EXERCISE DIRECTIONS >>
Would you write out the entries below, every one of them, exactly?

____ RECORDS FOR THE EXERCISE

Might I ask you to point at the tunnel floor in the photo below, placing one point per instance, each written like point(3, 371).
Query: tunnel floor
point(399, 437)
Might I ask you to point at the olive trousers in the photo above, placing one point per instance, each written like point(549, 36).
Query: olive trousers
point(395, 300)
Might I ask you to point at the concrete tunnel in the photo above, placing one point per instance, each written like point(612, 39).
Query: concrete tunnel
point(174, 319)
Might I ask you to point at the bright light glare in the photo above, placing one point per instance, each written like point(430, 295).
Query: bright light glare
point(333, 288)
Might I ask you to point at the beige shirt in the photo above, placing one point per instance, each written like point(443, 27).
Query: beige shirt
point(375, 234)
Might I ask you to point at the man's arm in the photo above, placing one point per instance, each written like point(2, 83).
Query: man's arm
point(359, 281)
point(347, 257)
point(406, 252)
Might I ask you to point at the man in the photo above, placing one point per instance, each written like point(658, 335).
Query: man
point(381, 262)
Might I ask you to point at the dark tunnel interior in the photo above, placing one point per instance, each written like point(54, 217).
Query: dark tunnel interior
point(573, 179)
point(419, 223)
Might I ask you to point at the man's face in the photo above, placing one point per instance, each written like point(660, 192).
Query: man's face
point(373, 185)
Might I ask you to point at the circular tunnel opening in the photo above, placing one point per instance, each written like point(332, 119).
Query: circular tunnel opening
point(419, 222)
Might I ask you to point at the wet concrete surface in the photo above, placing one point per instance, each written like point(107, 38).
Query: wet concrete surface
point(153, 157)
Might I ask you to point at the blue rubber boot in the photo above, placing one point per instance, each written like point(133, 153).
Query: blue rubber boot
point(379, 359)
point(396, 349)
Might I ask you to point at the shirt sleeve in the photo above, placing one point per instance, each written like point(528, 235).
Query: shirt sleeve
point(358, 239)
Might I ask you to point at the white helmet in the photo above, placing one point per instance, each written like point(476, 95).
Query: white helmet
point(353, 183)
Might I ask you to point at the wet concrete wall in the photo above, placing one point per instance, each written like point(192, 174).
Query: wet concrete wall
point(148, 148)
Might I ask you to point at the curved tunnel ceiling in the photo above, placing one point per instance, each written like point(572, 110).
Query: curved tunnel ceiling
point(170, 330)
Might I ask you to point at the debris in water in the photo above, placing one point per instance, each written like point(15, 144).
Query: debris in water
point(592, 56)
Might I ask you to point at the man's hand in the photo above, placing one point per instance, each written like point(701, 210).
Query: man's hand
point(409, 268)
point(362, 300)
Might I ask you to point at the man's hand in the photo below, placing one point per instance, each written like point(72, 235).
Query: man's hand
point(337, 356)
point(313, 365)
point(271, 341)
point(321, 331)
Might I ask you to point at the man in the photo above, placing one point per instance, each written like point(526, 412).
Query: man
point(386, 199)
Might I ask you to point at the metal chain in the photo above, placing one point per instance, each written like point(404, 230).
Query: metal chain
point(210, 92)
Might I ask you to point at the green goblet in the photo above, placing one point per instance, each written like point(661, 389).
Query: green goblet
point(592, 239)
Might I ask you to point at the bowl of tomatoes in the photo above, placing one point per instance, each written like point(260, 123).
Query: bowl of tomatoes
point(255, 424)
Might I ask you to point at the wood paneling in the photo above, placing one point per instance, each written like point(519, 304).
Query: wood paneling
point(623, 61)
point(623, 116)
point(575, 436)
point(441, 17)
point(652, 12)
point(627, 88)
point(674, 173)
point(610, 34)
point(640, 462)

________

TASK ANSWER >>
Might I ask you to point at the tunnel floor in the photo below, placing one point per instance, each written like point(3, 371).
Query: tunnel floor
point(399, 437)
Might I ask you to point at the olive trousers in the photo above, placing one point per instance, each written like point(549, 36).
Query: olive trousers
point(395, 300)
Might I ask you to point at the concrete tunnel in the photo above, placing one point per instance, each written like point(612, 39).
Query: concrete tunnel
point(174, 319)
Might I ask you to point at the bright light glare in the photo above, placing one point per instance, each written like point(430, 295).
Query: bright light glare
point(333, 288)
Might I ask you to point at the beige shirt in the photo above, placing one point per instance, each written like point(443, 27).
Query: beige shirt
point(375, 234)
Might I ask you to point at the man's arm in the photo above, placing one point per instance, each written like point(2, 83).
Query: man's arm
point(359, 281)
point(347, 257)
point(406, 252)
Might I ask you to point at the man in the photo above, placing one point per instance, each written like point(658, 335).
Query: man
point(381, 262)
Might I ask you to point at the dark tunnel interior in the photo above, placing one point per instance, each written like point(54, 217).
Query: dark tunnel interior
point(573, 179)
point(419, 223)
Might I ask you to point at the man's face in the photo above, placing one point per instance, each written like point(660, 192).
Query: man's face
point(373, 185)
Might I ask you to point at the circular tunnel opening in the photo above, placing one point per instance, each written like point(332, 119).
Query: circular tunnel opening
point(419, 222)
Might I ask you to point at the wet concrete surface in the photo above, placing one point per instance, each written like point(107, 38).
Query: wet concrete surface
point(153, 157)
Might I ask you to point at the blue rubber boot in the photo above, placing one point per instance, each written like point(133, 153).
Query: blue rubber boot
point(379, 359)
point(396, 349)
Might I ask you to point at the shirt sleeve in the photo above, placing one point per instance, each written like point(528, 235).
Query: shirt sleeve
point(358, 239)
Might I ask you to point at the white helmet in the photo above, placing one point per instance, each written like point(476, 95).
Query: white helmet
point(353, 183)
Might I ask you to point at the wet concrete wall in the photo above, placing one point per instance, each written like point(192, 174).
Query: wet concrete wall
point(148, 148)
Might I ask you to point at the curved tunnel ceiling in the photo above, placing one point per instance, each written like point(572, 110).
Query: curved tunnel ceiling
point(170, 330)
Might I ask you to point at the debris in water in the photo above, placing one point per instance, each written like point(15, 144).
Query: debris in water
point(592, 56)
Might I ask you to point at the man's hand in the photo above, placing one point per instance, each written like point(701, 210).
Query: man's hand
point(409, 268)
point(362, 300)
Might I ask you to point at the man's hand in the photo below, placing one point per instance, each written like point(72, 235).
Query: man's hand
point(337, 356)
point(313, 365)
point(271, 341)
point(321, 331)
Might I ask you to point at the man in the photo above, placing one point per instance, each written like point(526, 412).
Query: man
point(386, 199)
Might I ask you to point at the metal chain in the photo above, placing one point per instance, each written like point(404, 230).
Query: metal chain
point(210, 92)
Might I ask you to point at the green goblet in the photo above, placing one point per instance, each written like point(661, 389).
Query: green goblet
point(592, 239)
Might I ask you to point at the bowl of tomatoes in the photo above, placing one point per instance, each written like point(260, 123).
Query: bowl of tomatoes
point(255, 424)
Might I ask you to point at the wood paneling in the photo above, placing one point per instance, each written like point(519, 304).
Query: wood paneling
point(623, 61)
point(623, 116)
point(575, 436)
point(441, 17)
point(652, 12)
point(627, 88)
point(674, 173)
point(610, 34)
point(640, 462)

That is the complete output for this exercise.